╭─ Data for processing

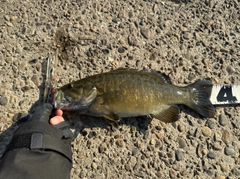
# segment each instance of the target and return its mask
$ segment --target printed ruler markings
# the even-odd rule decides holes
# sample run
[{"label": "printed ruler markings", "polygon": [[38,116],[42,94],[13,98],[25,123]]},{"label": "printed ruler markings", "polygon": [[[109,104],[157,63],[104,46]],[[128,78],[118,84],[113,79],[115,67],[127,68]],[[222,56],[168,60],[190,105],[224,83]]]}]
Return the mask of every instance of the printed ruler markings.
[{"label": "printed ruler markings", "polygon": [[240,104],[240,85],[213,85],[210,101],[213,105]]}]

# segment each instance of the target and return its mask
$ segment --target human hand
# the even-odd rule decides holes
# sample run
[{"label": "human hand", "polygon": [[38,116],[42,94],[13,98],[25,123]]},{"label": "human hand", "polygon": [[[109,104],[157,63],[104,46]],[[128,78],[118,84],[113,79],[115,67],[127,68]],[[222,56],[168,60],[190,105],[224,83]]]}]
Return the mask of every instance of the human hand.
[{"label": "human hand", "polygon": [[63,111],[61,109],[57,109],[56,111],[54,111],[54,117],[49,120],[49,123],[51,125],[57,125],[61,122],[64,122],[64,118],[62,117],[62,115]]}]

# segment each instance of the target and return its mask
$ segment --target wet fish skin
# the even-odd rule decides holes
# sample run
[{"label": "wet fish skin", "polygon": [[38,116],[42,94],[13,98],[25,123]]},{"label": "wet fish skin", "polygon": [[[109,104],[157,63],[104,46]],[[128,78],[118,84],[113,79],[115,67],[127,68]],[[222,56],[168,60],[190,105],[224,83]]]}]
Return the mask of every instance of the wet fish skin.
[{"label": "wet fish skin", "polygon": [[198,80],[186,87],[177,87],[156,72],[121,69],[57,89],[55,108],[104,117],[115,126],[119,118],[142,115],[174,122],[179,119],[175,104],[185,104],[204,117],[213,117],[210,93],[209,81]]}]

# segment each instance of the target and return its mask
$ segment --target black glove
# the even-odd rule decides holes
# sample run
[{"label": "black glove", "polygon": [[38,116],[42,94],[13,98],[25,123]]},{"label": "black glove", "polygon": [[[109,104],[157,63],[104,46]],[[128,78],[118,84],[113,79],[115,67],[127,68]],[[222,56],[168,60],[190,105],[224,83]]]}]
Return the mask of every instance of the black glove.
[{"label": "black glove", "polygon": [[73,133],[67,122],[50,125],[49,117],[53,106],[46,103],[36,109],[21,121],[26,121],[15,131],[5,153],[16,148],[29,148],[30,150],[56,151],[72,161],[71,141]]}]

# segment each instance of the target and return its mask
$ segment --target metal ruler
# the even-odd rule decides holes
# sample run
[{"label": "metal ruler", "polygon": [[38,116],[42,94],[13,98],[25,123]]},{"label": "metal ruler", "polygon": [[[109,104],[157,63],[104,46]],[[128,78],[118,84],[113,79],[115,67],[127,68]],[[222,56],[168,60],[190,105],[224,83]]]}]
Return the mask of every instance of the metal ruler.
[{"label": "metal ruler", "polygon": [[213,85],[210,101],[213,105],[240,104],[240,84]]},{"label": "metal ruler", "polygon": [[46,69],[46,81],[43,95],[44,103],[53,103],[54,97],[54,85],[55,85],[55,77],[54,77],[54,67],[57,64],[58,60],[58,50],[55,53],[55,56],[49,54],[47,58],[47,69]]}]

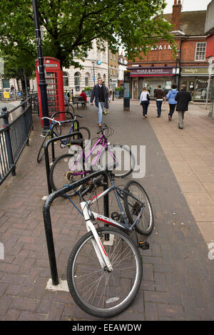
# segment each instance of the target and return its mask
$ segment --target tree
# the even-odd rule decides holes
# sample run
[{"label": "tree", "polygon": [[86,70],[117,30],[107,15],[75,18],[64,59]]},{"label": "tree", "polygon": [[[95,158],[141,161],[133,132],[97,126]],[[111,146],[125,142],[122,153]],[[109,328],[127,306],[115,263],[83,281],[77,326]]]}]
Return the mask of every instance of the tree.
[{"label": "tree", "polygon": [[[44,56],[60,59],[61,66],[79,66],[95,38],[103,50],[123,46],[129,58],[146,53],[160,38],[173,41],[170,24],[163,20],[165,0],[38,0]],[[36,58],[31,0],[1,0],[0,49],[4,55]],[[24,66],[22,66],[24,67]]]}]

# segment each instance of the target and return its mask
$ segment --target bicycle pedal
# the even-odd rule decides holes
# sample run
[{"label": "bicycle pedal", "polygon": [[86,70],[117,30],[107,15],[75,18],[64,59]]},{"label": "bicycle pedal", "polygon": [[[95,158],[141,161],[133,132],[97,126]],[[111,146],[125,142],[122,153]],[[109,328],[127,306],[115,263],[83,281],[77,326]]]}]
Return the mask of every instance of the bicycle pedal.
[{"label": "bicycle pedal", "polygon": [[147,241],[140,241],[138,247],[143,249],[143,250],[148,250],[149,249],[149,243]]}]

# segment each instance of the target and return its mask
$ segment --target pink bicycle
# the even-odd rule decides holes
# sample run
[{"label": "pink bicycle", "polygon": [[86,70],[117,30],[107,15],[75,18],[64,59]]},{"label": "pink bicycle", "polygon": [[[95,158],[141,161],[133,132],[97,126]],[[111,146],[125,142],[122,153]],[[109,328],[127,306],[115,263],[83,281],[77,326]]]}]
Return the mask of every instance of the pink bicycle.
[{"label": "pink bicycle", "polygon": [[[93,139],[97,140],[94,145],[90,140],[77,140],[69,149],[73,150],[72,153],[62,155],[56,159],[50,171],[50,183],[54,190],[106,166],[108,170],[112,167],[116,177],[126,177],[132,172],[136,160],[129,148],[108,142],[108,138],[113,135],[113,130],[106,124],[98,128],[97,134],[99,133],[101,136]],[[93,155],[95,158],[93,160]],[[71,190],[68,195],[73,196],[75,192]]]}]

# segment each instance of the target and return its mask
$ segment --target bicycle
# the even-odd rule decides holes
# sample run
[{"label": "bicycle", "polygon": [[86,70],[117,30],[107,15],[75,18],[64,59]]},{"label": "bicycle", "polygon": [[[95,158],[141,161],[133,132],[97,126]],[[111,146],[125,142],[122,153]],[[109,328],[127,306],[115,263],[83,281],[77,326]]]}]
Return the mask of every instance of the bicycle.
[{"label": "bicycle", "polygon": [[[86,194],[103,184],[102,175],[93,178],[89,186],[81,185],[77,192],[88,232],[73,247],[67,267],[68,285],[75,302],[86,313],[98,317],[116,315],[134,300],[143,273],[138,247],[148,249],[149,244],[146,241],[136,242],[130,234],[136,230],[148,234],[153,227],[153,209],[141,184],[131,180],[122,190],[115,185],[113,174],[107,173],[111,183],[107,190],[95,197],[90,195],[88,201],[84,199]],[[132,184],[138,185],[143,201],[133,194]],[[110,218],[92,211],[91,206],[111,192],[115,195],[121,213],[113,212]],[[129,203],[130,199],[134,205]],[[113,227],[100,227],[99,222]]]},{"label": "bicycle", "polygon": [[[56,114],[56,113],[55,113]],[[42,118],[42,120],[44,118],[46,118],[48,120],[51,120],[51,124],[49,126],[49,128],[47,130],[46,133],[45,135],[44,139],[41,143],[41,145],[40,147],[40,149],[39,150],[39,153],[37,155],[37,162],[40,163],[44,155],[44,148],[45,148],[45,143],[46,142],[47,138],[50,139],[51,138],[51,133],[53,132],[53,135],[55,135],[56,137],[58,137],[61,134],[61,124],[63,123],[67,123],[68,122],[72,122],[69,133],[68,134],[71,134],[71,132],[76,131],[77,130],[83,134],[83,136],[86,139],[90,139],[91,138],[91,132],[89,129],[86,127],[78,127],[78,125],[76,122],[76,118],[83,118],[82,115],[78,115],[78,114],[74,114],[73,115],[70,113],[70,114],[72,115],[73,118],[70,120],[66,120],[66,121],[57,121],[56,120],[54,120],[54,118],[47,118],[46,116]],[[52,115],[53,116],[53,115]],[[56,128],[56,131],[54,131],[54,125],[55,125]],[[57,128],[57,125],[59,125],[59,130]],[[85,133],[83,132],[86,132]],[[60,140],[60,147],[63,148],[66,148],[66,146],[71,145],[71,138],[67,138],[65,141]]]},{"label": "bicycle", "polygon": [[[107,131],[107,134],[106,134]],[[106,166],[106,162],[111,160],[112,168],[113,162],[120,162],[121,170],[117,169],[115,171],[116,177],[124,177],[130,175],[135,166],[135,158],[131,150],[122,145],[111,145],[108,142],[108,137],[113,133],[111,127],[103,124],[99,128],[97,133],[101,135],[97,140],[96,143],[92,145],[88,153],[86,154],[85,149],[82,149],[79,146],[79,143],[73,145],[71,149],[74,149],[74,153],[66,153],[58,156],[54,160],[50,170],[50,184],[52,190],[56,190],[63,187],[66,182],[73,182],[77,179],[85,176],[87,173],[90,173],[91,169],[98,169],[97,164],[100,165],[101,168]],[[91,166],[89,165],[90,160],[93,153],[98,150],[97,155],[92,162]],[[116,153],[114,153],[114,152]],[[124,157],[123,157],[124,156]],[[121,159],[123,157],[123,160]],[[126,170],[125,170],[126,168]],[[71,190],[69,195],[73,196],[75,192]],[[63,196],[64,197],[64,196]]]}]

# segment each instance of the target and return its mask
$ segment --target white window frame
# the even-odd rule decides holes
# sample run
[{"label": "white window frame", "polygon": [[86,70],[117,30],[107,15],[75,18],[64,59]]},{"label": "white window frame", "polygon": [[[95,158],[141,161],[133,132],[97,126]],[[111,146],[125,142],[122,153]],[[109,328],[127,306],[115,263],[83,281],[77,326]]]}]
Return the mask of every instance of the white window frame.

╰─

Stated problem: State how many lines of the material above contain the string "printed", and give only the number.

Output: 4